The teabaggers were here on Saturday. They marched, they rallied and they were really, really angry.
My roommate and I walked over to the Capitol to check them out. Our estimate was that there were between ten and twenty thousand people there. They had signs with Obama as Hitler, calling him a "Muslim - Marxist" (I wish!) and bemoaning our government's descent into --horror of horrors-- socialism! Besides their wild exaggerated misinformed claims, what stuck out to me was their anger and their homogenity. They were really angry and they were almost entirely older and white.
What sort of sociological phenomena are we witnessing here? What could be motivating these people to come out and apparently without shame hold up signs with wild and outrageous claims about bogeymen in Washington out to kill their grandmas? The Southern Poverty Law Center and the Department of Homeland Security are documenting a rise hate group activity since Obama's election. Angry protestors are waving Any Rand books and shouting about the government taking away their guns. The philosophy behind this movement is utterly revolting. Why in the world would any grown up in this day and age embrace it?

Provided material:
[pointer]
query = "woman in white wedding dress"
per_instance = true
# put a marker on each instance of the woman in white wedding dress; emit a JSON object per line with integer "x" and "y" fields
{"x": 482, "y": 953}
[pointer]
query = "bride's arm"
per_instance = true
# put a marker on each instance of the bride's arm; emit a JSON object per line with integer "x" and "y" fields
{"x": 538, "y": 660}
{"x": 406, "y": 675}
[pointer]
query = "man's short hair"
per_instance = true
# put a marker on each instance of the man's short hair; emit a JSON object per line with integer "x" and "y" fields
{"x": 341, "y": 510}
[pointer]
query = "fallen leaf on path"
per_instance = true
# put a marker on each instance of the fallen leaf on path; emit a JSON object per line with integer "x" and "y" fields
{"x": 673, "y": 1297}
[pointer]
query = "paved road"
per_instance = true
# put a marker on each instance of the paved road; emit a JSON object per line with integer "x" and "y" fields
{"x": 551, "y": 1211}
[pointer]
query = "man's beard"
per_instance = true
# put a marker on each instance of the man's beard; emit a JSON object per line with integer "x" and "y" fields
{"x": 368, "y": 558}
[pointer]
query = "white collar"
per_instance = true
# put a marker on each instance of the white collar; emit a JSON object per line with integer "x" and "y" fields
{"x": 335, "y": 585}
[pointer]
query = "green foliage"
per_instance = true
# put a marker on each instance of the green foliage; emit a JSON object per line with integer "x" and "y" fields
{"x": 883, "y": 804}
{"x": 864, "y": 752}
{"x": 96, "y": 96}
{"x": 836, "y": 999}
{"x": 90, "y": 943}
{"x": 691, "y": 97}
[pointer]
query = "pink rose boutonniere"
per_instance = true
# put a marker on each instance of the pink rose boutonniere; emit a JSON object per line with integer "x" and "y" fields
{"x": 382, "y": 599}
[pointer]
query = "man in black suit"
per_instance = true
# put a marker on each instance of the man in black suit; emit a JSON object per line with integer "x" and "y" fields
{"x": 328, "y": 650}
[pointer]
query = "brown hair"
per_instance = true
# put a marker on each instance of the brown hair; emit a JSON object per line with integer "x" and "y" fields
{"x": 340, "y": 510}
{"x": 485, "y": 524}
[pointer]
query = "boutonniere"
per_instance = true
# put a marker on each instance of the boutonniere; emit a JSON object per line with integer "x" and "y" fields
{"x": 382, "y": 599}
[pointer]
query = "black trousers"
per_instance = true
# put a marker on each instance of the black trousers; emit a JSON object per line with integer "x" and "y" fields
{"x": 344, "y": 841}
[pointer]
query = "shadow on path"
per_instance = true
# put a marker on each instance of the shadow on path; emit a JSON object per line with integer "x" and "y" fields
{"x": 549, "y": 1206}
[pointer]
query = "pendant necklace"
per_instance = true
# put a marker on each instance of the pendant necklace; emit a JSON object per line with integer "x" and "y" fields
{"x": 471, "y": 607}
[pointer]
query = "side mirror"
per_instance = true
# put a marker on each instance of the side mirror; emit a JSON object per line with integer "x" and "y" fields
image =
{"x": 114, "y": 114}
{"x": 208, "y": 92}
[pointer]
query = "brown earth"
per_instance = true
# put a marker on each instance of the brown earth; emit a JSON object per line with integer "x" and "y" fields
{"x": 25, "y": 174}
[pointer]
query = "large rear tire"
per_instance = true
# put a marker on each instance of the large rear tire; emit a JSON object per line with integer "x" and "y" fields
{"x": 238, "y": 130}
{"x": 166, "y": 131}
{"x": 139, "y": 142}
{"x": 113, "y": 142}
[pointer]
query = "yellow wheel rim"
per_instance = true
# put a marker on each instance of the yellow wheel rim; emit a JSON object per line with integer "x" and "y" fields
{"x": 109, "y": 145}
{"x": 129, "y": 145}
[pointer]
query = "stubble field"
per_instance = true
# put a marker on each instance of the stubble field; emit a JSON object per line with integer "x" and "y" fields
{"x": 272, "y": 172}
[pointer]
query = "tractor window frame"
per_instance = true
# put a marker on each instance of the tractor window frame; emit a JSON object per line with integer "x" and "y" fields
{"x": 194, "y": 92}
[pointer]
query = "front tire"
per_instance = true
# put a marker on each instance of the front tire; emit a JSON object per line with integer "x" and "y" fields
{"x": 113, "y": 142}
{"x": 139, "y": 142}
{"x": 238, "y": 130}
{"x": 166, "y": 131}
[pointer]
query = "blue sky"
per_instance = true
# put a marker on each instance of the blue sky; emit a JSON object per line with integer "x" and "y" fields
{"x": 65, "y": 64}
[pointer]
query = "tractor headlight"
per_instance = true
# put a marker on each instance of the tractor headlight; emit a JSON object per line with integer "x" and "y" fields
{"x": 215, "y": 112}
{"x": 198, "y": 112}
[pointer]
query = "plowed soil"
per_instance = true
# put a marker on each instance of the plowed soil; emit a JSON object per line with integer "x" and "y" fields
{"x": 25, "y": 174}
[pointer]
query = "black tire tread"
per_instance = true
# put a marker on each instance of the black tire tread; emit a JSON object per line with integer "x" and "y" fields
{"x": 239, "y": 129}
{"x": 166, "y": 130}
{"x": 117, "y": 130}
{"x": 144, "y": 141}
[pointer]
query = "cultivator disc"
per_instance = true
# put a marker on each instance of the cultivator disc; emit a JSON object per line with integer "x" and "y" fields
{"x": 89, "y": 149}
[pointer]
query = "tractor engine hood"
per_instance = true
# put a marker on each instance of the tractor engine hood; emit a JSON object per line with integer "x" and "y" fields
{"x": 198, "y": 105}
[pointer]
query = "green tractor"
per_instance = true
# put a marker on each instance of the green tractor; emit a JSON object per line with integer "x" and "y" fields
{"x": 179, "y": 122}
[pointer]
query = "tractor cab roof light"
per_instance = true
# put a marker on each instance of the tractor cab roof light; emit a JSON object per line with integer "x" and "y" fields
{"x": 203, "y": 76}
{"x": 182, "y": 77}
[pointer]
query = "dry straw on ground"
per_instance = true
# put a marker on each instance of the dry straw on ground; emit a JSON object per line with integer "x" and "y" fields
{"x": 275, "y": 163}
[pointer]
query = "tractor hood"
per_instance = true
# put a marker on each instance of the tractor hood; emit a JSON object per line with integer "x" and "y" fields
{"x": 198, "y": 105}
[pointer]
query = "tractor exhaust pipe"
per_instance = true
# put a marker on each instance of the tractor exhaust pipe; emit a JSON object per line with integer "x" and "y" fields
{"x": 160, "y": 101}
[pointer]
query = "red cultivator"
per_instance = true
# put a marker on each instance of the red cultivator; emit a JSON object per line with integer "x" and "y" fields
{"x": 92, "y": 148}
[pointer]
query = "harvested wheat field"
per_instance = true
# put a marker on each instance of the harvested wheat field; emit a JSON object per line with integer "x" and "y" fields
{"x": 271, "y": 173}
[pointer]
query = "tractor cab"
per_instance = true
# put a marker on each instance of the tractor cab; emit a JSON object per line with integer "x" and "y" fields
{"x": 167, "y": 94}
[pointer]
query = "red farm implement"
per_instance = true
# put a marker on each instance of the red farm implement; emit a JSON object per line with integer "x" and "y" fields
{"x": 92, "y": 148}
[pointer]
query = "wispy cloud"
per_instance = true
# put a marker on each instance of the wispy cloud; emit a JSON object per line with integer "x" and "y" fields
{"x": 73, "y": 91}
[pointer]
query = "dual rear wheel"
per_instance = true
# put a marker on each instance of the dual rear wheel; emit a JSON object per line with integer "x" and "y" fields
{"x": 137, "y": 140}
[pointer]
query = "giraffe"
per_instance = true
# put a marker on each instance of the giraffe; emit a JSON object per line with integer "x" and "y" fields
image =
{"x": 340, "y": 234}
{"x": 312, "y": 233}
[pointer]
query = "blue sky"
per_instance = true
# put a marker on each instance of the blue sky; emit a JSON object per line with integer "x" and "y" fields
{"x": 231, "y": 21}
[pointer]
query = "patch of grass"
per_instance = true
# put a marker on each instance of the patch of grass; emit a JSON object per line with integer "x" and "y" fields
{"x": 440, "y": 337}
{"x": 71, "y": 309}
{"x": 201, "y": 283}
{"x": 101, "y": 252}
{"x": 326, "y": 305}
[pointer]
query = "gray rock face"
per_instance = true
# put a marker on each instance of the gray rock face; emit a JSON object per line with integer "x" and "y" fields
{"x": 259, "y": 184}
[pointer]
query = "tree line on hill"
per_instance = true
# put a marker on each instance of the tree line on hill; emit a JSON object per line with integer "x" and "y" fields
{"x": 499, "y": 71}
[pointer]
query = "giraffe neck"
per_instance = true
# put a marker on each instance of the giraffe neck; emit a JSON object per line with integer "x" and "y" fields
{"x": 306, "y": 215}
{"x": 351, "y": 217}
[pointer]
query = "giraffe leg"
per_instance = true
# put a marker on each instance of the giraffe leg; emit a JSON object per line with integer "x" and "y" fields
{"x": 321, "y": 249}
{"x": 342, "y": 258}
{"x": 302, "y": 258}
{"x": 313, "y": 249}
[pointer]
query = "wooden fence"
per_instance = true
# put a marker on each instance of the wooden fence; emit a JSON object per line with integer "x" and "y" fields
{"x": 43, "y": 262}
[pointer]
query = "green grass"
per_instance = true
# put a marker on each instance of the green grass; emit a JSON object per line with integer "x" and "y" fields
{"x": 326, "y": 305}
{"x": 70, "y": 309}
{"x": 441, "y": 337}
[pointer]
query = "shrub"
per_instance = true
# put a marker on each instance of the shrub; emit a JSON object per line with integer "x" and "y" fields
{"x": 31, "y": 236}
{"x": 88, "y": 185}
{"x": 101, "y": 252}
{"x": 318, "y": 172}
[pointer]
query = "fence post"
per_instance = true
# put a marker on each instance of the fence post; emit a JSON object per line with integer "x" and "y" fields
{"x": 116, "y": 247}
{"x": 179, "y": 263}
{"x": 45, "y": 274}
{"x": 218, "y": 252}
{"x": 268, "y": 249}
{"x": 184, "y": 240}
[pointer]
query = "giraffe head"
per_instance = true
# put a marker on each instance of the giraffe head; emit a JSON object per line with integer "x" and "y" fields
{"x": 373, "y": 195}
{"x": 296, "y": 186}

List of tasks:
- a) Using the piece about the Capitol rally, say whether each statement agrees with it: (i) the writer went to the Capitol alone; (ii) the writer put the crowd at between ten and twenty thousand people; (iii) the marchers were mostly young. Answer yes or no for each and quote the deciding words.
- b) Write out the piece about the Capitol rally from "What sort of" up to and including "age embrace it?".

Answers per task:
- a)
(i) No: "My roommate and I walked over to the Capitol to check them out."
(ii) Yes: "Our estimate was that there were between ten and twenty thousand people there."
(iii) No: "they were almost entirely older and white."

- b)
What sort of sociological phenomena are we witnessing here? What could be motivating these people to come out and apparently without shame hold up signs with wild and outrageous claims about bogeymen in Washington out to kill their grandmas? The Southern Poverty Law Center and the Department of Homeland Security are documenting a rise hate group activity since Obama's election. Angry protestors are waving Any Rand books and shouting about the government taking away their guns. The philosophy behind this movement is utterly revolting. Why in the world would any grown up in this day and age embrace it?